(Natural language region descriptions)
※

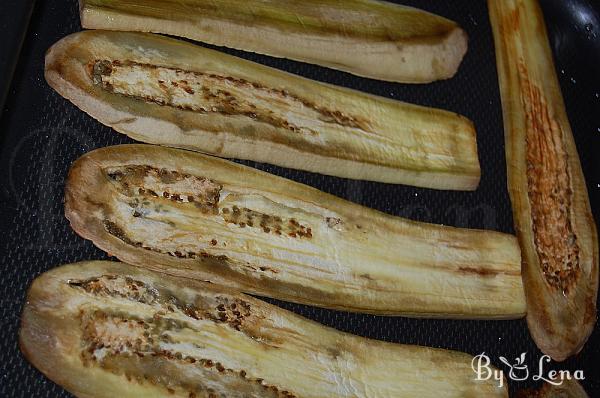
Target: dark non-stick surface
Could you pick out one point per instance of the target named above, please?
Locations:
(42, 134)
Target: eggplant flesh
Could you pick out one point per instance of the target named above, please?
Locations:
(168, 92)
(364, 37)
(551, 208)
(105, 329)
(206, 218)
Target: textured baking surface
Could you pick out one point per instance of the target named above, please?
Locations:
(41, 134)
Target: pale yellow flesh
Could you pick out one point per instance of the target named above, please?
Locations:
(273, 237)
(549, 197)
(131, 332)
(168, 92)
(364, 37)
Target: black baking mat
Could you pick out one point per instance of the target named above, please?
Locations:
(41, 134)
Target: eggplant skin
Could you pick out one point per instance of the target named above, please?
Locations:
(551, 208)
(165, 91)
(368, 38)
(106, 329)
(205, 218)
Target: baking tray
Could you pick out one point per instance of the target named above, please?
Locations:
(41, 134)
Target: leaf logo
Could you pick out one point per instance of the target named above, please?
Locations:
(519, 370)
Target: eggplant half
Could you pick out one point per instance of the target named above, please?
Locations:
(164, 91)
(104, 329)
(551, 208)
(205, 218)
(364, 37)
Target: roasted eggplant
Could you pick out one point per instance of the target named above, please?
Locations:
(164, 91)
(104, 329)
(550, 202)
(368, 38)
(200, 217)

※

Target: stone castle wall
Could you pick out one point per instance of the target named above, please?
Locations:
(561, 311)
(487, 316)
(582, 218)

※

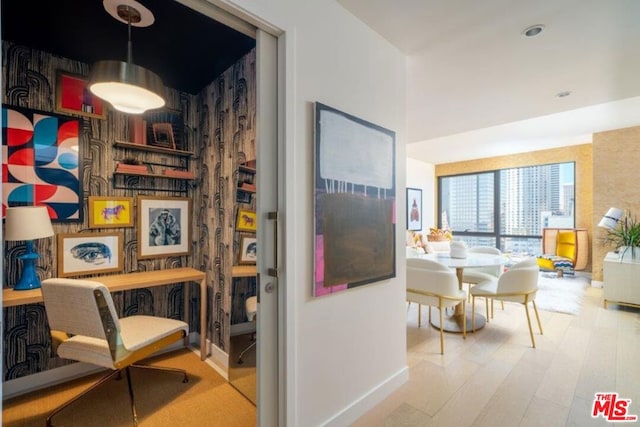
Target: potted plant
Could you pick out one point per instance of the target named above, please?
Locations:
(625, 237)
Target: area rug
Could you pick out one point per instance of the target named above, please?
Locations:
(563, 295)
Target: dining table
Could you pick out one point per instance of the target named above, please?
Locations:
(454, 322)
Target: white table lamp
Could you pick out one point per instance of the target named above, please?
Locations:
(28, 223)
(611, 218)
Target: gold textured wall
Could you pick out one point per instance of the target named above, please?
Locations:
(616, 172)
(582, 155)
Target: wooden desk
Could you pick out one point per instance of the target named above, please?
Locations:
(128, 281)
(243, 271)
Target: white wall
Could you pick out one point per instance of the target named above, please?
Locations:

※

**Exercise directions:** Retype the records above, but only those lines that fall between the line containing "Target: dark non-stick surface" and the line containing "Target: baking tray", with both of those lines included, exactly as written.

**Response area:**
Target: dark non-stick surface
Could you pick out one point per instance of the target named above, please?
Locations:
(42, 134)
Target: eggplant flesh
Could you pick out one point per instance of the target named above, please?
Locations:
(168, 92)
(364, 37)
(551, 208)
(105, 329)
(206, 218)
Target: textured baking surface
Could you pick out one point per instance of the target named above, please?
Locations:
(41, 134)
Target: pale yellow flesh
Could you pick out one point per instance of the target named above, please?
Locations:
(273, 237)
(549, 197)
(131, 332)
(168, 92)
(364, 37)
Target: black baking mat
Could you pick out one point per instance of the target named above, please?
Locations:
(41, 134)
Target: eggplant skin
Could you pick out one point per instance of the target named above, please?
Locations:
(551, 208)
(165, 91)
(368, 38)
(106, 329)
(205, 218)
Target: baking tray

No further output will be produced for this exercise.